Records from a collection

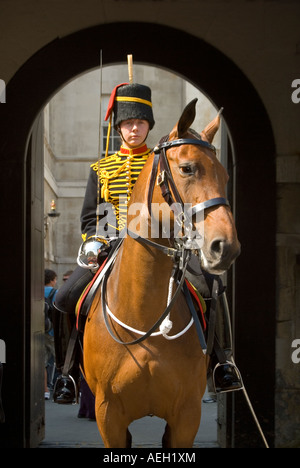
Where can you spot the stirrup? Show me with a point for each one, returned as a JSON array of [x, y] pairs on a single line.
[[70, 379], [237, 372]]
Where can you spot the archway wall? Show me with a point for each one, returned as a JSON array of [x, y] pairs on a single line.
[[240, 73]]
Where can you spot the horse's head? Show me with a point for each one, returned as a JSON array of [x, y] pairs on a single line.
[[199, 177]]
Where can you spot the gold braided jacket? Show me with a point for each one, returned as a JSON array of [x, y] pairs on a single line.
[[117, 175]]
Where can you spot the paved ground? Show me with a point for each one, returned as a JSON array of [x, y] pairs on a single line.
[[65, 430]]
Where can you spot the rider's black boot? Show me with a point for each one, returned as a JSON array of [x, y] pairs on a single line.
[[65, 390], [226, 378]]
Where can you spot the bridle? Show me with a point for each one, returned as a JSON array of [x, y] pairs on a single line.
[[180, 251], [182, 217]]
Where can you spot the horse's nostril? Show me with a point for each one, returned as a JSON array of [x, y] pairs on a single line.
[[217, 246]]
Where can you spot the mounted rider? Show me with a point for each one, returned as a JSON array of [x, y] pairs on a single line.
[[110, 184]]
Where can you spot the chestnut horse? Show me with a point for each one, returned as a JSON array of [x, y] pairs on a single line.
[[132, 378]]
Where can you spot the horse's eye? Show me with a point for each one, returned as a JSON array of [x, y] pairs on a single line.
[[186, 170]]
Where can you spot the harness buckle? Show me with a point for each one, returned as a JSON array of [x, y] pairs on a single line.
[[161, 178]]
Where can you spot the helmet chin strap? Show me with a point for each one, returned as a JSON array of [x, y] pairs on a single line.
[[123, 139]]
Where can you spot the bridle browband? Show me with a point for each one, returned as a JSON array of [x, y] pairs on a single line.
[[167, 185]]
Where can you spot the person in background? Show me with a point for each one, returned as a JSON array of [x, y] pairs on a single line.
[[50, 292]]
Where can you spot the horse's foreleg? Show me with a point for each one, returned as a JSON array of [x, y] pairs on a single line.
[[112, 427]]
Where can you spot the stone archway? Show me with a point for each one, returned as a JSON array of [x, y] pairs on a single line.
[[251, 133]]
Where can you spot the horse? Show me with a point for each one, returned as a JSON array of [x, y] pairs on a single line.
[[150, 375]]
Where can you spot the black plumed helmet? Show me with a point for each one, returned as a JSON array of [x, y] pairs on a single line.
[[133, 101]]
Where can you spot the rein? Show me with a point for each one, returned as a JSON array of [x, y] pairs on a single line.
[[180, 252]]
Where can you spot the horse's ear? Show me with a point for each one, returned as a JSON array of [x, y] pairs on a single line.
[[211, 129], [187, 118]]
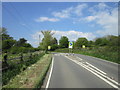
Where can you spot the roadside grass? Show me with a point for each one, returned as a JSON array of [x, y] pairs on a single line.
[[14, 69], [105, 53], [33, 76]]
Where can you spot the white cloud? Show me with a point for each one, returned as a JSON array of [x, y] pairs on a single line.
[[90, 18], [105, 17], [68, 12], [78, 9], [72, 35], [63, 14], [42, 19]]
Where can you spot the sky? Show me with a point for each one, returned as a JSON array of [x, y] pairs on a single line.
[[71, 19]]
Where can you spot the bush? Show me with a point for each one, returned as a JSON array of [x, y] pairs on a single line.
[[54, 47]]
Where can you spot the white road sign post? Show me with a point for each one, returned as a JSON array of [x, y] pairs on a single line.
[[70, 46]]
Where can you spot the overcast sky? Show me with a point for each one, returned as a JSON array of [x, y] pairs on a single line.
[[71, 19]]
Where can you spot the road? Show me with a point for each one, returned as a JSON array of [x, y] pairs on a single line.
[[81, 71]]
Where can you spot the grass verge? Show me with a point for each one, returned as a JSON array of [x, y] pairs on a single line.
[[33, 76]]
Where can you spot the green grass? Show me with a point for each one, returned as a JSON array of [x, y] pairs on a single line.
[[106, 53], [33, 76], [14, 69]]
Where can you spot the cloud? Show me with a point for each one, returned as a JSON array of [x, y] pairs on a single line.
[[78, 9], [64, 13], [42, 19], [68, 12], [105, 17], [90, 18], [71, 34]]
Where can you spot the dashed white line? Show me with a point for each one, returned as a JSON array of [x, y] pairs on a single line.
[[101, 76], [47, 85]]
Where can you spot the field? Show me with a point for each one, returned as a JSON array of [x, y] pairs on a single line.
[[33, 76], [15, 67]]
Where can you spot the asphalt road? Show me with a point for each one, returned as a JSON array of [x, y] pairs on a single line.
[[109, 67], [67, 74]]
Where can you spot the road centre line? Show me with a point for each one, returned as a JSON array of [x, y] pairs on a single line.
[[48, 81], [93, 71]]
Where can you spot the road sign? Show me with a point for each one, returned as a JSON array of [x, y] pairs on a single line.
[[49, 47], [70, 44]]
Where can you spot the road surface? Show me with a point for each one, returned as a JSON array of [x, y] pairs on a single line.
[[81, 71]]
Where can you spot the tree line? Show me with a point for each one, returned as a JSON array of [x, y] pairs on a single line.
[[49, 40], [9, 44]]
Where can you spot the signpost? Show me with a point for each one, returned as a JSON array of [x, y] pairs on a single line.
[[70, 44], [83, 46], [70, 47], [49, 47]]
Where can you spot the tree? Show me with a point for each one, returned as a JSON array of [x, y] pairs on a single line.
[[54, 41], [63, 42], [101, 41], [80, 42], [46, 41]]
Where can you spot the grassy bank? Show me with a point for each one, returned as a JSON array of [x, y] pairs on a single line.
[[106, 53], [33, 76]]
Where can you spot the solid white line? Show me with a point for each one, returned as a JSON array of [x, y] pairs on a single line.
[[47, 85], [86, 67], [95, 68]]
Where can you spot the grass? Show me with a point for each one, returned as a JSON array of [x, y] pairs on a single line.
[[33, 76], [105, 53]]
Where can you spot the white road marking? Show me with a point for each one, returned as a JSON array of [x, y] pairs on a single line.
[[98, 74], [95, 68], [47, 85]]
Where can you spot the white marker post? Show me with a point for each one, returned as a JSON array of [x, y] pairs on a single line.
[[70, 46]]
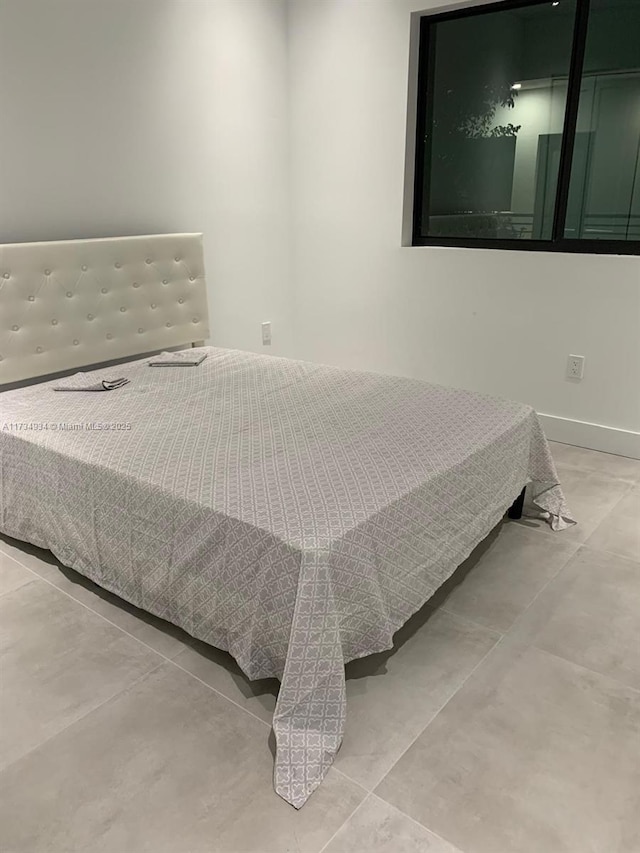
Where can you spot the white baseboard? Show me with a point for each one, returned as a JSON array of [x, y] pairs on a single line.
[[622, 442]]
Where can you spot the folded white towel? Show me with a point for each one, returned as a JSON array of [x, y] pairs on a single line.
[[177, 359], [83, 382]]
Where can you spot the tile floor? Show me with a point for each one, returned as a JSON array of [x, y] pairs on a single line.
[[506, 720]]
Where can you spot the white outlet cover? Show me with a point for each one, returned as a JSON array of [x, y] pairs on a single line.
[[575, 367]]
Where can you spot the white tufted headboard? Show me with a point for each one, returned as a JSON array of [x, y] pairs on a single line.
[[73, 303]]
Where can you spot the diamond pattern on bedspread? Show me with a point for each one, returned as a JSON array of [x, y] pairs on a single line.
[[293, 514]]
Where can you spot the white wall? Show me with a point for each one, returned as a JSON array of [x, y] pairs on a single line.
[[133, 116], [144, 116], [493, 321]]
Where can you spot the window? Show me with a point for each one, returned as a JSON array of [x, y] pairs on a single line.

**Instruction:** Edit every item above by replacing "Where can you spot" with "Where do you see" and leaving all other wording unchanged. Omit the pictures from your version.

**Written solution:**
Where do you see the stirrup? Show me with a point for each one, returned as a JSON array of [x, y] pairs on a single line.
[[70, 379], [237, 372]]
Where do you see the archway wall? Show me with a point for each one, returned as a JSON array of [x, y] pairs on a single line.
[[240, 73]]
Where do you see the horse's head? Show me with a point for each one, returned as a JSON array of [x, y] pairs on a single line.
[[199, 177]]
Where do you see the gold braided jacket? Show me with a point for each one, returned as a JSON array of [x, y] pairs on a single line.
[[117, 175]]
Where do you see the paved ground? Show me with a point for each one, returned as a JSON array of [x, y] pairs on a single line.
[[65, 430]]
Where do you see the rider's black boot? Show me with a point for each one, returned as a JSON array of [x, y] pairs on a single line.
[[65, 390], [226, 378]]
Where do you see the bridle? Show me with a point for each one, returned as a JSON array of [x, y] pairs on a single line.
[[180, 251], [182, 217]]
Where do you see the horse's nostril? Show me with a point for each one, returned as a JSON array of [x, y] pairs on a single line.
[[217, 246]]
Where do you see the mounted rider? Show me with a point for each one, returned as a JSON array of [x, y] pairs on a single line.
[[110, 184]]
Where do you see the chestnut horse? Show me with a point for each one, returned as a JSON array of [x, y] pairs on a single line.
[[132, 378]]
Where do you see the horse's eye? Show me with a point for each one, returned as a JSON array of [x, y] pairs on a single line.
[[186, 170]]
Where do you see the harness buckle? Show me with a point for each one, returned as a JSON array of [x, y] pairs on a single line.
[[161, 178]]
Where do you see the helmet chin strap? Show me with a point for each one, returned as a JSON array of [x, y] pairs on a single line.
[[123, 139]]
Where do you see the bridle browband? Show me with a point for each one, returned as a JSON array of [x, y] pairs on a single line.
[[167, 185]]
Where do you see the person in background? Show me with a point for each one, returned as a JSON array of [x, y] pairs on a single line.
[[50, 292]]
Where do you see the horse's foreleg? Show me with a point for each one, returned as a JSON array of [x, y] pairs on a single line.
[[112, 427]]
Where do you see the stone archway? Show me with a point for each one, returned as a JSON array of [x, y] pairs on a single line.
[[251, 133]]
Where do you see the horse? Show me with a point for each one, returned as a JSON array of [x, y] pairs on a single line.
[[150, 375]]
Where do you see the black plumed helmet? Show me with a point for each one, returned as a JSON array of [x, y] pairs on a single line.
[[133, 101]]
Where do you see the rein? Show me with a point for each one, returned as a JSON array of [x, y] pairs on a single line.
[[180, 252]]
Where do you see the horse's ear? Show me with a point for each one, returned as a JSON array of [x, y] pairs on a single line.
[[211, 129], [187, 118]]
Where do you see the roadside grass? Show me with a point for each one, returned as a JSON array of [x, y] pairs on a single line.
[[14, 69], [105, 53], [33, 76]]
Where do you see the white cloud? Show me with a point for each one, returned as a JSON array of [x, y] pairs on a single line.
[[90, 18], [105, 17], [68, 12], [78, 9], [72, 35], [63, 14], [42, 19]]
Where do you see the sky? Show me with a point for each one, returned as a JSON array of [x, y] pairs on a single line.
[[71, 19]]
Where do you see the bush? Show me with a point for each one, returned as a JSON array of [x, y] pairs on a single line.
[[54, 47]]
Where do you see the white road sign post? Show me with a point for each one, returned as a JSON array of [x, y] pairs on a single line.
[[70, 46]]
Where do you see the overcast sky? Show me with a point for each one, returned as a JSON array of [x, y] pairs on a single line.
[[71, 19]]
Where do you see the road? Show me with a point for each one, returned as a JSON array of [x, y] pairs on a single line.
[[81, 71]]
Where do you see the grass verge? Show me with a point for each one, returned as a JSON array of [x, y] pairs on a single line.
[[33, 76]]
Where do you see the green grass? Show me with a point for each one, returned as a JSON array of [x, y] pairs on a single line.
[[106, 53], [33, 76], [14, 69]]
Where do you see the cloud? Show me with a point for each one, returned as a JSON array of [x, y] pairs on a single line.
[[78, 9], [64, 13], [42, 19], [68, 12], [105, 17], [90, 18], [71, 34]]
Where do you see the dashed white line? Show me with a point for each one, returned as a JSON array of [x, y] pairs on a single line.
[[101, 76], [47, 85]]
Where do you see the field? Show me with a point for each one, returned as a JSON array of [x, y] pairs on a single line.
[[33, 76], [15, 67]]
Where do you see the asphalt road? Show me with a point for each one, returned as a JSON array of [x, y] pairs on a single line.
[[109, 67], [67, 74]]
Where do you see the road centre line? Show me with a point for each one, returned as a JSON array of [x, y] pairs on a single line.
[[48, 81], [93, 71]]
Where do you see the road sign? Show me with a point for each one, returned as a JSON array of [x, y] pairs on a single line.
[[49, 47], [70, 44]]
Where do you see the road surface? Show me with a point for each one, returned as a JSON array of [x, y] pairs on a single line.
[[81, 71]]
Where do you see the tree line? Show me with a point for each one, returned as a JSON array of [x, y] pairs on a single line.
[[49, 40], [9, 44]]
Where do you see the signpost? Show me with a point for each one, returned as a JSON array of [x, y] pairs on a single line.
[[70, 44], [83, 46], [70, 47], [49, 47]]
Where do you see the tree? Show me with a point for each one, returned as a JSON array of [x, y] pairs on a single line.
[[54, 41], [63, 42], [101, 41], [80, 42], [46, 41]]
Where do you see the grassy bank? Show me with a point for each one, returned as a JSON array of [x, y] pairs on a single line.
[[106, 53], [33, 76]]
Where do you see the solid white line? Show me with a point for each one, returned as a JSON array of [x, y] pairs on a single line.
[[47, 85], [86, 67], [95, 68]]
Where do you see the grass? Show me with a point for each one, returned as a JSON array of [x, y] pairs on a single line.
[[33, 76], [105, 53]]
Where do you see the white road marking? Show me with a point for each one, returned as a JSON array of [x, y] pairs on a single line.
[[98, 74], [95, 68], [47, 85]]
Where do you see the white marker post? Show me with a point for each one, returned as a JSON array of [x, y] pairs on a single line.
[[70, 46]]
Where do you see the white baseboard? Show me with a point for each one, returned as a JSON array of [x, y] pairs on a single line.
[[622, 442]]
Where do you see the folded white towel? Show me with a point for each one, returned as a JSON array of [x, y] pairs on a single line.
[[177, 359], [83, 382]]
Where do you see the tile floor? Show me with a point for each one, returned as a JSON array of [x, y] pairs on a single line.
[[506, 720]]
Where do you see the white outlet cover? Show me with a point for each one, returned as a JSON array of [x, y] pairs on a single line.
[[575, 367]]
Where do you see the white tufted headboard? Show me with a point for each one, returned as a JSON array of [x, y] pairs on a single line.
[[73, 303]]
Where do you see the diamond pattern on bedspread? Show me with a point for each one, returned as a JSON array of [x, y] pairs on a single line.
[[293, 514]]
Where do you see the white wall? Show me with a point for each one, returned as a JSON array of [x, y] pairs on a single line.
[[133, 116], [144, 116], [493, 321]]
Where do you see the window? Show me with a point for each one, returned as a JSON array of [x, y] pairs on a single line.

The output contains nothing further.